Gather and copy out every line below that contains the word "from".
"""
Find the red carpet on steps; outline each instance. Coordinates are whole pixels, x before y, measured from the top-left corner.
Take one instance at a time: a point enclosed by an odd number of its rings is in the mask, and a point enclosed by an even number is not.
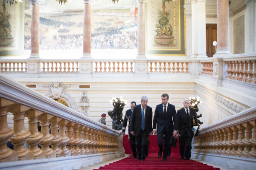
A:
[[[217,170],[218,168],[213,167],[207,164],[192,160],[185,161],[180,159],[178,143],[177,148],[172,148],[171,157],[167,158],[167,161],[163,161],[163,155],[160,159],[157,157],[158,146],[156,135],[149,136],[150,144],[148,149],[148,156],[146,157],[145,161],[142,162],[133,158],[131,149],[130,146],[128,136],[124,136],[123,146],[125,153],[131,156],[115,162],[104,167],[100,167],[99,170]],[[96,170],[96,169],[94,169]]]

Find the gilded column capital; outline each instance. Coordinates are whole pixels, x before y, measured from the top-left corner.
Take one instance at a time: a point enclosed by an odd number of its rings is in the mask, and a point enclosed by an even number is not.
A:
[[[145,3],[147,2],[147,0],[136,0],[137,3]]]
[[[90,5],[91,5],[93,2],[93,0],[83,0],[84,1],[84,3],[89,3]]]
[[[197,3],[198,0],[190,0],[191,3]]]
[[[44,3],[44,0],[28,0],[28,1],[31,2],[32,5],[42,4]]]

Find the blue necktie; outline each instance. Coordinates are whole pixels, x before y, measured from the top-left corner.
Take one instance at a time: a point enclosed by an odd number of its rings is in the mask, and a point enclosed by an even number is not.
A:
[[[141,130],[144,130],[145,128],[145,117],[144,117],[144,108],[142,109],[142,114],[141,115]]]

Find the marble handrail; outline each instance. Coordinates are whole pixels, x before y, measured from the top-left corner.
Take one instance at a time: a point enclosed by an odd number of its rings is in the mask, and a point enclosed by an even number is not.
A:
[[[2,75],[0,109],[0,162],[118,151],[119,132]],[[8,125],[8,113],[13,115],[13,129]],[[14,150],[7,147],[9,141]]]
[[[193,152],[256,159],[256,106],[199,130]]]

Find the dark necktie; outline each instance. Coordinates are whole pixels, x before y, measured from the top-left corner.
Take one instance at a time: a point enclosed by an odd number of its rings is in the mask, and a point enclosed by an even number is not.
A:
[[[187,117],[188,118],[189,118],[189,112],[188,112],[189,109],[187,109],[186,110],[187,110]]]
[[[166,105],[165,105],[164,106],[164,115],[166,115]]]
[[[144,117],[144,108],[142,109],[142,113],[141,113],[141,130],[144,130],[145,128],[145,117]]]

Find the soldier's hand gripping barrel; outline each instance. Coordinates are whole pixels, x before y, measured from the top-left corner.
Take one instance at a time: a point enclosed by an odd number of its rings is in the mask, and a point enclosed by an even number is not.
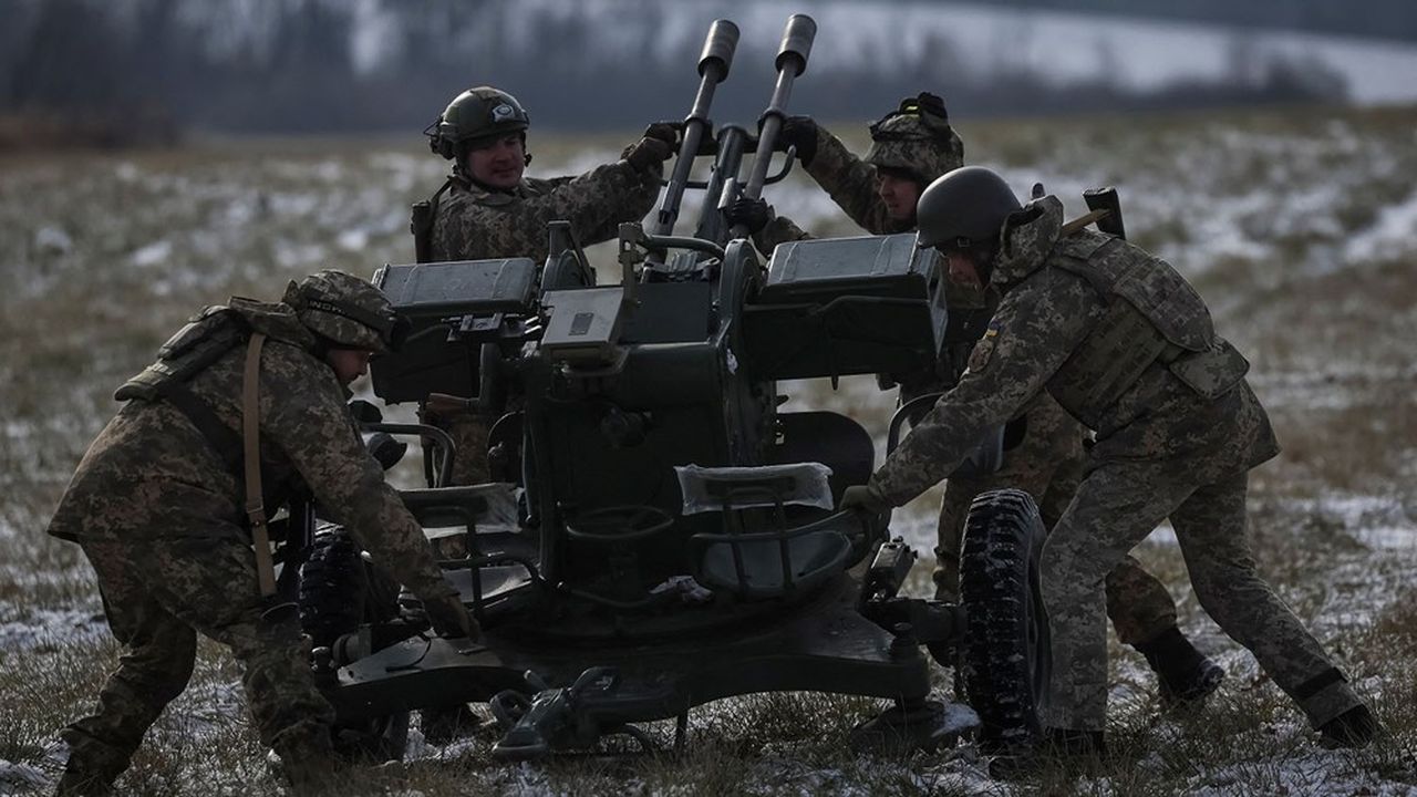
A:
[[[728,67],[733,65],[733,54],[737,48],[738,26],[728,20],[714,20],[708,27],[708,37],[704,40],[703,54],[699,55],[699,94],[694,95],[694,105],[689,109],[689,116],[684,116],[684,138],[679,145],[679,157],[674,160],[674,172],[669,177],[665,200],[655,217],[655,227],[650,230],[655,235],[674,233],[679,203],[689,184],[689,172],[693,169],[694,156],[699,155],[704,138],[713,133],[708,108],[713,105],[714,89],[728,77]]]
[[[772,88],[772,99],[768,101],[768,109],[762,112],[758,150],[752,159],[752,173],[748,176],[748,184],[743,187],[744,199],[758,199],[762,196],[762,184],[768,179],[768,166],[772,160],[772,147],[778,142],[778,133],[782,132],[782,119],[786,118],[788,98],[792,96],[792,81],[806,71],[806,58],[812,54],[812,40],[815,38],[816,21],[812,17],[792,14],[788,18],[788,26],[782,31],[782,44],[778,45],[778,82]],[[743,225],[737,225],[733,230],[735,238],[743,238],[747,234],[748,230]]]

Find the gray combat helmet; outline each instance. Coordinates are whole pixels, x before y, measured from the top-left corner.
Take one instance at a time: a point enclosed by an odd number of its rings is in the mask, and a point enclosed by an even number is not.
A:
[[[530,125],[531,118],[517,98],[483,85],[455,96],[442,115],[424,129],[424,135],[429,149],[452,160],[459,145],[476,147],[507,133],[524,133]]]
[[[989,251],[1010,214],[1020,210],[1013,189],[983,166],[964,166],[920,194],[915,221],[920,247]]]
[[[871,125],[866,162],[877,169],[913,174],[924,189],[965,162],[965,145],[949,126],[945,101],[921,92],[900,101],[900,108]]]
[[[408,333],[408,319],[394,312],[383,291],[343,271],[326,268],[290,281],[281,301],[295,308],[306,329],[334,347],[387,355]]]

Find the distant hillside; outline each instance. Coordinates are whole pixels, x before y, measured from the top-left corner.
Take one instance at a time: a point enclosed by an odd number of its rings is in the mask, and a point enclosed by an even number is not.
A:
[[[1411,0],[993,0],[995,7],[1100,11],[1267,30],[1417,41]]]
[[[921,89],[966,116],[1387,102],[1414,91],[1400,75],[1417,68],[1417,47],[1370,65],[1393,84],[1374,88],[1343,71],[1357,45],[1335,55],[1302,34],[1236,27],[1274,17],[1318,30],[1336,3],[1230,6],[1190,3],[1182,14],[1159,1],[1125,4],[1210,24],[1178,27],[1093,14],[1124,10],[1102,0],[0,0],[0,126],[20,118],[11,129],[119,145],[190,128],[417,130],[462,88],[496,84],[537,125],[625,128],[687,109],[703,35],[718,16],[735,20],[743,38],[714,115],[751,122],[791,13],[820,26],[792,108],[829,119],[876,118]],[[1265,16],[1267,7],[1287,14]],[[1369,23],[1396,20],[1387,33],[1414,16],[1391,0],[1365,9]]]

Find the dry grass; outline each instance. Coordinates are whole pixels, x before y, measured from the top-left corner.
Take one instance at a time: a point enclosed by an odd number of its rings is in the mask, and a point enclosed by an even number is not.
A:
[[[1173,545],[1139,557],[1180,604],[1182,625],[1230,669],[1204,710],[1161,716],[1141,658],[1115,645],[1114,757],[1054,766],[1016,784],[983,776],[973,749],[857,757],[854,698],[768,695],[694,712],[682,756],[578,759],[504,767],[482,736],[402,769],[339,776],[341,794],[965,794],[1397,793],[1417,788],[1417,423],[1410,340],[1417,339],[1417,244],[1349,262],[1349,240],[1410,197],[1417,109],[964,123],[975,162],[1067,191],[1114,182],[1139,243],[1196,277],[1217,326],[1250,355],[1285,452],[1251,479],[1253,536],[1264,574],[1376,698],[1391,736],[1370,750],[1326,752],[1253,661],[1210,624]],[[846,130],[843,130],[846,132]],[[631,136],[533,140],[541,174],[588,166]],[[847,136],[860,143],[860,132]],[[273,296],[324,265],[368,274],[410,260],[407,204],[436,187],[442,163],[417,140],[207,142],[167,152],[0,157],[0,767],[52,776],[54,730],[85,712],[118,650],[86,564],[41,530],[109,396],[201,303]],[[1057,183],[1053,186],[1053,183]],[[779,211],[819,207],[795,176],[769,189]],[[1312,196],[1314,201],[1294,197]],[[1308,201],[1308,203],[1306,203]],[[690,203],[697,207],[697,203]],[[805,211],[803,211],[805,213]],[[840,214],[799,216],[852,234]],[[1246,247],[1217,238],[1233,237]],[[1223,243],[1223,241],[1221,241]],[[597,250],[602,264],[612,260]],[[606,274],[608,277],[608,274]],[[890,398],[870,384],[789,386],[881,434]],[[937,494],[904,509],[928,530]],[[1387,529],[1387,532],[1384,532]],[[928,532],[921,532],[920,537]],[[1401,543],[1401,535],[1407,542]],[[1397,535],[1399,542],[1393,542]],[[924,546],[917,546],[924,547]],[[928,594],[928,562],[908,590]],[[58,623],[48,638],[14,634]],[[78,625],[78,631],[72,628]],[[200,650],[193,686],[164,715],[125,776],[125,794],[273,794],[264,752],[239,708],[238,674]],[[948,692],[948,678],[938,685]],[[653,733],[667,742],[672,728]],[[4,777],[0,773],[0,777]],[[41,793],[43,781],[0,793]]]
"""
"""
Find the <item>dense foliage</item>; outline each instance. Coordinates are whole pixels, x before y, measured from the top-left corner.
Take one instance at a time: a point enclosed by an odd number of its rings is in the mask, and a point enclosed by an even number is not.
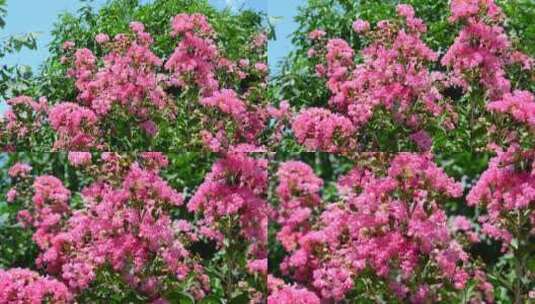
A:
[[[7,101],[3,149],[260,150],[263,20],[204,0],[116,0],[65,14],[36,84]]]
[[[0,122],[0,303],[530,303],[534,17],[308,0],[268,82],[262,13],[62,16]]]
"""
"""
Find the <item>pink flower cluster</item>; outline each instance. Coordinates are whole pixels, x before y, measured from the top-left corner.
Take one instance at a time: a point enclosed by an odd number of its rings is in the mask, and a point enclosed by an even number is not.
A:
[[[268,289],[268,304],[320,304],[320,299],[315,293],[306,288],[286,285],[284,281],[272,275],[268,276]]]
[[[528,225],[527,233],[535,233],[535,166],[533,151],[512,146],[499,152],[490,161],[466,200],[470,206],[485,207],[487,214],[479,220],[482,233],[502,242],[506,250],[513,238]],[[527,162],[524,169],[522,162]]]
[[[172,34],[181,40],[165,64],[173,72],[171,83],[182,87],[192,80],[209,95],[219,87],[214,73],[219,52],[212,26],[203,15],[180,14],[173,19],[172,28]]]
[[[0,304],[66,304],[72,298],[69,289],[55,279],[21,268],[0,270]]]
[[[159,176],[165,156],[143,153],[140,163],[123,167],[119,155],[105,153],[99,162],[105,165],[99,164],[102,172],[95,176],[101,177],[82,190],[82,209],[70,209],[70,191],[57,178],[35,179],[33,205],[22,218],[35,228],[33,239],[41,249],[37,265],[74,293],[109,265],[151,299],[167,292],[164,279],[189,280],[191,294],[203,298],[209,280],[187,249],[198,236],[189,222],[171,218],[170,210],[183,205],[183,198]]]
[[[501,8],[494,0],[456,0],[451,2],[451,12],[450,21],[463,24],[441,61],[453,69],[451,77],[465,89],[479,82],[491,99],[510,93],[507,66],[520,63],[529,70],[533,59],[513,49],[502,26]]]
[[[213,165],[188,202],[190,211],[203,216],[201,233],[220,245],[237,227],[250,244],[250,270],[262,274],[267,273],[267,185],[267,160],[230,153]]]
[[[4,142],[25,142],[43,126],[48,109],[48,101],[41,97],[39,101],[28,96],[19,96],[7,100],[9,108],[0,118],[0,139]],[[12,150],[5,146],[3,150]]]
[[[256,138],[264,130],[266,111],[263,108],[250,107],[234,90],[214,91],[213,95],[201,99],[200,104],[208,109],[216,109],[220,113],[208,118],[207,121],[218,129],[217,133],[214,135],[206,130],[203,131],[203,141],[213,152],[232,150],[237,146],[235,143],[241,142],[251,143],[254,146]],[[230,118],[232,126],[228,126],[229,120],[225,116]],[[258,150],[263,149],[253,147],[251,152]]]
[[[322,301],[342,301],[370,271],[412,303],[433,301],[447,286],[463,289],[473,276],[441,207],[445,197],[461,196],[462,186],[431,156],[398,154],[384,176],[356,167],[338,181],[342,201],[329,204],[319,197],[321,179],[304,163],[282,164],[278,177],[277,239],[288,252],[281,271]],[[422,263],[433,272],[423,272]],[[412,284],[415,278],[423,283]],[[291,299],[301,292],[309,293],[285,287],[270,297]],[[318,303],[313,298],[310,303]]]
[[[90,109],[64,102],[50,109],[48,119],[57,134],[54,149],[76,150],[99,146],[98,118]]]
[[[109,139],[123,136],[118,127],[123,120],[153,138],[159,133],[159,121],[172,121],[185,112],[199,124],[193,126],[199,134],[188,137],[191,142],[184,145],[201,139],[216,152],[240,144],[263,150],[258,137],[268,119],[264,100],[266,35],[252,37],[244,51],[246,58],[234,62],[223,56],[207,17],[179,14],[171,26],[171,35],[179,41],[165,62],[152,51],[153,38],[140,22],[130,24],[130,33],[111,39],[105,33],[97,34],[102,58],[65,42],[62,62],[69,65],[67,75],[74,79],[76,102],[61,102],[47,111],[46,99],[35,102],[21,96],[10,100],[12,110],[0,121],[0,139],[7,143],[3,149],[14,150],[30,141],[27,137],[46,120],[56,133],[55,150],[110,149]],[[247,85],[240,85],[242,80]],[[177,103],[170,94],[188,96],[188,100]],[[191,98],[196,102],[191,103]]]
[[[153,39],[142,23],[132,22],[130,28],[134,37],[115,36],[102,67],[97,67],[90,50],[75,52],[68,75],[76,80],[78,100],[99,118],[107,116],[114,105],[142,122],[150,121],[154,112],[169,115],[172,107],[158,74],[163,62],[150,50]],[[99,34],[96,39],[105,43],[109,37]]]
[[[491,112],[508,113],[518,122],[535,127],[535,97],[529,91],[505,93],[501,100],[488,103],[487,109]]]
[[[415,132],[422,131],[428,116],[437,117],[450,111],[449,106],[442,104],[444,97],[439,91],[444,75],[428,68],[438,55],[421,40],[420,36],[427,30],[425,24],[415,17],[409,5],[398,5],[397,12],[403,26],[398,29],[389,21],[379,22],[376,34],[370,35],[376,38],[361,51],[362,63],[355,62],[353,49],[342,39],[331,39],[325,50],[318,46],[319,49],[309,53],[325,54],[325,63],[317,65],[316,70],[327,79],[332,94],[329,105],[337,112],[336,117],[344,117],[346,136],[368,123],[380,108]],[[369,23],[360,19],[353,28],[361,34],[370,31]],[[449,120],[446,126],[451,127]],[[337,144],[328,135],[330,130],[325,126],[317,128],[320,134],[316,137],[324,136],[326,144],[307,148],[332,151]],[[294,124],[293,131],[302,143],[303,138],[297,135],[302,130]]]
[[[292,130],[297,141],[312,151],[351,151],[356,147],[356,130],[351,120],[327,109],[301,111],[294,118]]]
"""
Response for this exercise –
Find the red carpet on steps; outline each instance. Coordinates are whole pixels, x before y, measured from the top-left corner.
Find the gilded column capital; outline each instance. Coordinates are whole pixels, x before y, measured from the top-left corner.
Find the blue necktie; outline each instance. Coordinates are whole pixels, x before y, measured from the top-left corner.
Find the marble handrail; outline each instance. Coordinates are whole pixels, x before y, measured from the top-left corner.
Find the dark necktie; outline each instance. Coordinates are whole pixels, x before y, measured from the top-left corner.
Find the soldier's hand gripping barrel; outline each instance. Coordinates are whole pixels, x before y, measured from the top-left corner.
Find the gray combat helmet; outline each instance. Coordinates are whole pixels, x before y, measured from the top-left corner.
Find the distant hillside; outline each instance. Coordinates are whole pixels, x before y, measured from the top-left corner.
Find the dry grass; outline each instance. Coordinates are whole pixels, x before y, measured from the top-left corner.
Find the <item>dense foliage</item>; outline each instance. Coordinates are whole pixels, x before y, measured from the top-left corner.
Find the <item>pink flower cluster</item>; outline each instance. Coordinates are whole pixels, x before y, measured from the top-left corner.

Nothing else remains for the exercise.